§ **Your goal**: Reproduce every one of the entries below word for word, but leave the pictures out of your copy.

+---+

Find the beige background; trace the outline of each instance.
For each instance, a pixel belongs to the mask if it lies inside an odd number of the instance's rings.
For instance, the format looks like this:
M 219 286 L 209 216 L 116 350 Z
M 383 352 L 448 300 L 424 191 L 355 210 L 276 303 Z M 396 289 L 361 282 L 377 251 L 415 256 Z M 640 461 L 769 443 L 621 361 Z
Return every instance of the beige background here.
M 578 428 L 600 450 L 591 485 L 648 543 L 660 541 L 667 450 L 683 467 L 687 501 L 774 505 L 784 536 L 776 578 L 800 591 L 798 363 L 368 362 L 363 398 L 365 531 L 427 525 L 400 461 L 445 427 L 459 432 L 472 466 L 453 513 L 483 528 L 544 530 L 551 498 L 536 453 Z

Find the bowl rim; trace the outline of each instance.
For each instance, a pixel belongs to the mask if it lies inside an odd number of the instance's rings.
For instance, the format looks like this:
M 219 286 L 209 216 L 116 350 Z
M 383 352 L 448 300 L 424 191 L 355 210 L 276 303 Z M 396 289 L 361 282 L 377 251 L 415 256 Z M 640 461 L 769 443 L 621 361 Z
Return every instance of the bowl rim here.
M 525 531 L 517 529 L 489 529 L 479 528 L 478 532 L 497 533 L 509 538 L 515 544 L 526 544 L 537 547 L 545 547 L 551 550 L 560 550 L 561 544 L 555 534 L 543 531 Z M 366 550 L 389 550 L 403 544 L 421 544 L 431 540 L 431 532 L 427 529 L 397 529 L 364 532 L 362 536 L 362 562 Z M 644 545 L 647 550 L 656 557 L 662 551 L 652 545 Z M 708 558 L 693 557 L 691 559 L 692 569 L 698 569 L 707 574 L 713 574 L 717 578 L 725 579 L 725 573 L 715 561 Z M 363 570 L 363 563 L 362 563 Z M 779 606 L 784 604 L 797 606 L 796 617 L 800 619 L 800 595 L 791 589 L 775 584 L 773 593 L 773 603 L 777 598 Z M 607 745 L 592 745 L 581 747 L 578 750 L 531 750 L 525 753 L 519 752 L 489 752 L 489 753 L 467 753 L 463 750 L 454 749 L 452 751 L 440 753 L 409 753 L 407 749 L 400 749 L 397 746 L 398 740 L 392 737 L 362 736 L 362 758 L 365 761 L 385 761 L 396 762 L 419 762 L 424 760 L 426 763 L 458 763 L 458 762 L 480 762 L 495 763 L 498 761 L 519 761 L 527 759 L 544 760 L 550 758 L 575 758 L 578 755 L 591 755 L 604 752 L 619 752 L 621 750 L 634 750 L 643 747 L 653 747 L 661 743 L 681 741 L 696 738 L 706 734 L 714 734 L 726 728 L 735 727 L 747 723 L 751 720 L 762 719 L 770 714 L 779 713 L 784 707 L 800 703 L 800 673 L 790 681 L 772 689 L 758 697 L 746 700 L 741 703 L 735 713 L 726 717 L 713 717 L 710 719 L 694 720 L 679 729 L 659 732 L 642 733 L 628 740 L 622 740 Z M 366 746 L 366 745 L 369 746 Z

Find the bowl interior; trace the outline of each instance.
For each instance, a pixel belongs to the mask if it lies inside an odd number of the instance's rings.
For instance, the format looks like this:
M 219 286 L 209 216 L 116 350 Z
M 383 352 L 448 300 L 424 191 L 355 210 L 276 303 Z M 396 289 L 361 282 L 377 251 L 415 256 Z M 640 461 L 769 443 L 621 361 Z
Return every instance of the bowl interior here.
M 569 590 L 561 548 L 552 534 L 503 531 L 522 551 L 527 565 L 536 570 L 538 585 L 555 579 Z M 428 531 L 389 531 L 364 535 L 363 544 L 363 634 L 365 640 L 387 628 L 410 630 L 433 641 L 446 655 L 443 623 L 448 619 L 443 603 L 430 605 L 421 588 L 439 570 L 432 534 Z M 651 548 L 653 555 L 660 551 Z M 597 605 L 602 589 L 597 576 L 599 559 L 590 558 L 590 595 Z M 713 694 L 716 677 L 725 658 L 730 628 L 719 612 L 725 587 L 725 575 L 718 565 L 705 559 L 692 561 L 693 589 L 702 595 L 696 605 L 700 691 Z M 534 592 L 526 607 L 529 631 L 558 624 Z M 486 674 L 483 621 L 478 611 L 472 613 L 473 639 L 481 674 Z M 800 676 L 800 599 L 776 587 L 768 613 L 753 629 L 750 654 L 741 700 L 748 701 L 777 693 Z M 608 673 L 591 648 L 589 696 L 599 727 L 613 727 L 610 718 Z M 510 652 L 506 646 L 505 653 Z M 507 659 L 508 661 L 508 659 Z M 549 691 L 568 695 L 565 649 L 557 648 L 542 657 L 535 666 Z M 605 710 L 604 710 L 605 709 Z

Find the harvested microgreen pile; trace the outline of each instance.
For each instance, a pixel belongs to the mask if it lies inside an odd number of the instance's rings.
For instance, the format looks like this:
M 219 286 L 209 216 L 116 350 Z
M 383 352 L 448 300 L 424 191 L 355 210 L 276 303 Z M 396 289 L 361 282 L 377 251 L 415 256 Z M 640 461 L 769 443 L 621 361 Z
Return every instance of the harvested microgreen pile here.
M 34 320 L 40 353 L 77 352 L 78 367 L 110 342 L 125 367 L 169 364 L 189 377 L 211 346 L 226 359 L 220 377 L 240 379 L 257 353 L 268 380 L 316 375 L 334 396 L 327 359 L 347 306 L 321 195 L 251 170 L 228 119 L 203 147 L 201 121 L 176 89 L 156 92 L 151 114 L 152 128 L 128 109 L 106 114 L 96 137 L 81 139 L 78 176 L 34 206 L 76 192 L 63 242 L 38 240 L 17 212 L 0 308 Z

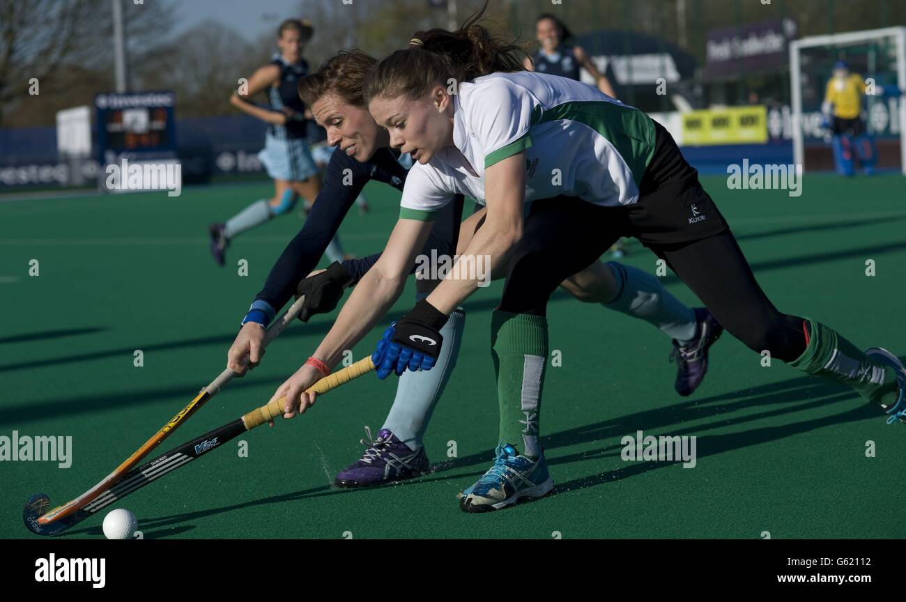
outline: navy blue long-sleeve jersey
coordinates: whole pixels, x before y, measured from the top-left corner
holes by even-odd
[[[350,171],[347,172],[347,169]],[[365,184],[376,180],[402,190],[406,173],[406,168],[400,165],[395,153],[389,148],[379,149],[365,163],[355,160],[341,150],[334,152],[327,166],[327,175],[321,192],[305,218],[305,223],[274,264],[264,288],[255,300],[266,301],[275,311],[279,311],[295,294],[299,281],[317,266]],[[347,174],[352,175],[349,186],[343,183],[344,179],[349,181]],[[430,254],[432,249],[436,249],[438,254],[453,256],[456,253],[462,207],[463,198],[458,196],[439,213],[425,243],[425,254]],[[362,259],[350,260],[343,262],[343,265],[352,275],[353,282],[358,282],[380,256],[381,253],[376,253]],[[413,265],[412,272],[414,271]]]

+---+

§ **Exercise output**:
Find the beige background; trace the outline of each instance.
For each instance, a pixel belongs to the mask if it lies inside an odd number of the instance's rings.
For instance, the format looks like this:
M 219 286 L 209 216 L 116 350 Z
M 383 352 L 448 300 L 424 191 L 355 210 L 276 303 Z M 396 289 L 361 282 L 377 251 L 415 256 Z M 640 461 L 769 443 L 621 361 Z
Return every instance of the beige background here.
M 578 428 L 600 450 L 591 485 L 648 543 L 660 541 L 667 450 L 683 467 L 687 501 L 774 505 L 784 536 L 776 578 L 800 591 L 798 363 L 368 362 L 363 398 L 365 531 L 427 525 L 400 461 L 445 427 L 459 432 L 472 466 L 453 513 L 483 528 L 544 530 L 551 498 L 536 453 Z

Find the bowl rim; trace the outline of each instance.
For each instance, a pixel belongs to the mask if it lies inside an odd number of the instance's rings.
For instance, the format looks like this:
M 219 286 L 209 216 L 116 350 Z
M 383 352 L 448 300 L 424 191 L 355 210 L 276 303 Z M 396 289 L 361 282 L 377 251 L 415 256 Z M 640 461 L 769 443 L 621 361 Z
Return every instance of the bowl rim here.
M 525 531 L 517 529 L 489 529 L 479 528 L 478 532 L 497 533 L 509 538 L 515 544 L 526 544 L 537 547 L 545 547 L 551 550 L 560 550 L 561 544 L 555 534 L 543 531 Z M 366 550 L 389 550 L 403 544 L 421 544 L 431 540 L 431 532 L 427 529 L 397 529 L 364 532 L 362 536 L 362 562 Z M 644 545 L 647 550 L 656 557 L 662 551 L 652 545 Z M 708 558 L 693 557 L 691 559 L 692 569 L 698 569 L 707 574 L 713 574 L 717 578 L 725 579 L 725 573 L 715 561 Z M 363 570 L 363 563 L 362 563 Z M 779 606 L 784 604 L 797 606 L 796 617 L 800 619 L 800 595 L 791 589 L 775 584 L 773 593 L 773 603 L 777 598 Z M 607 745 L 592 745 L 581 747 L 578 750 L 531 750 L 525 753 L 519 752 L 489 752 L 489 753 L 467 753 L 463 750 L 454 749 L 452 751 L 440 753 L 409 753 L 407 749 L 400 749 L 397 746 L 398 740 L 392 737 L 362 736 L 362 758 L 365 761 L 385 761 L 396 762 L 419 762 L 424 760 L 426 763 L 458 763 L 458 762 L 480 762 L 495 763 L 498 761 L 519 761 L 527 759 L 544 760 L 550 758 L 575 758 L 578 755 L 591 755 L 604 752 L 619 752 L 621 750 L 634 750 L 643 747 L 653 747 L 661 743 L 681 741 L 696 738 L 706 734 L 714 734 L 726 728 L 735 727 L 747 723 L 751 720 L 762 719 L 770 714 L 779 713 L 784 707 L 800 703 L 800 673 L 790 681 L 772 689 L 758 697 L 746 700 L 741 703 L 735 713 L 726 717 L 713 717 L 710 719 L 694 720 L 679 729 L 659 732 L 642 733 L 628 740 L 622 740 Z M 366 746 L 366 745 L 369 746 Z

Find the bowl interior; trace the outline of each instance.
For each instance, a pixel belongs to the mask if it lies inside an odd number of the instance's rings.
For instance, the format looks like this:
M 219 286 L 209 216 L 116 350 Z
M 383 352 L 448 300 L 424 191 L 355 210 L 276 303 Z M 396 289 L 361 282 L 377 251 L 415 256 Z M 640 461 L 769 443 L 621 361 Z
Return every instance of the bowl interior here.
M 569 590 L 561 548 L 552 534 L 503 531 L 522 551 L 527 565 L 536 570 L 538 585 L 555 579 Z M 428 531 L 389 531 L 364 535 L 363 544 L 363 634 L 365 640 L 387 628 L 410 630 L 433 641 L 446 655 L 443 623 L 448 619 L 443 603 L 430 605 L 421 588 L 439 570 L 432 534 Z M 651 548 L 653 555 L 660 551 Z M 597 605 L 602 589 L 597 576 L 599 559 L 590 558 L 590 595 Z M 713 694 L 716 677 L 725 658 L 730 628 L 719 612 L 725 587 L 725 575 L 718 565 L 705 559 L 692 561 L 693 589 L 702 595 L 696 605 L 700 691 Z M 534 592 L 526 607 L 529 631 L 558 624 Z M 486 674 L 483 621 L 478 611 L 472 613 L 473 639 L 481 674 Z M 800 676 L 800 599 L 776 587 L 768 613 L 753 629 L 750 654 L 741 700 L 748 701 L 777 693 Z M 608 673 L 591 648 L 589 696 L 599 727 L 613 727 L 610 718 Z M 510 652 L 506 646 L 505 653 Z M 507 659 L 508 661 L 508 659 Z M 549 691 L 568 695 L 565 649 L 557 648 L 542 657 L 535 666 Z M 605 710 L 604 710 L 605 709 Z

Find the harvested microgreen pile; trace the outline of each instance.
For each instance, a pixel belongs to the mask if it lies inside an odd number of the instance's rings.
For instance, the format looks like this:
M 219 286 L 209 216 L 116 350 Z
M 383 352 L 448 300 L 424 191 L 355 210 L 276 303 Z M 396 289 L 361 282 L 377 251 L 415 256 Z M 640 461 L 769 443 L 621 361 Z
Return every instance of the harvested microgreen pile here.
M 34 320 L 40 353 L 77 352 L 78 367 L 110 342 L 125 367 L 169 364 L 189 377 L 211 346 L 226 359 L 220 377 L 240 379 L 257 353 L 268 380 L 316 375 L 334 396 L 327 359 L 347 306 L 321 195 L 251 170 L 228 119 L 203 147 L 201 121 L 176 89 L 156 92 L 151 114 L 152 128 L 128 109 L 106 114 L 96 137 L 81 139 L 78 176 L 34 206 L 76 192 L 63 242 L 38 240 L 17 212 L 0 308 Z

outline: navy blue long-sleeve jersey
coordinates: whole pixels, x before y, measured from the top-left corner
holes by even-odd
[[[350,171],[347,172],[347,169]],[[365,184],[376,180],[402,190],[406,173],[406,168],[400,165],[395,153],[389,148],[379,149],[365,163],[355,160],[341,150],[334,152],[327,166],[327,175],[321,192],[305,218],[305,223],[274,264],[264,288],[255,300],[266,301],[275,311],[279,311],[295,294],[299,281],[317,266]],[[347,174],[352,175],[349,186],[343,183],[344,179],[349,181]],[[430,254],[432,249],[436,249],[438,254],[453,256],[456,253],[462,207],[463,198],[458,196],[439,213],[425,243],[425,254]],[[362,259],[350,260],[343,262],[343,265],[352,275],[353,282],[358,282],[380,256],[381,253],[376,253]],[[413,265],[412,272],[414,271]]]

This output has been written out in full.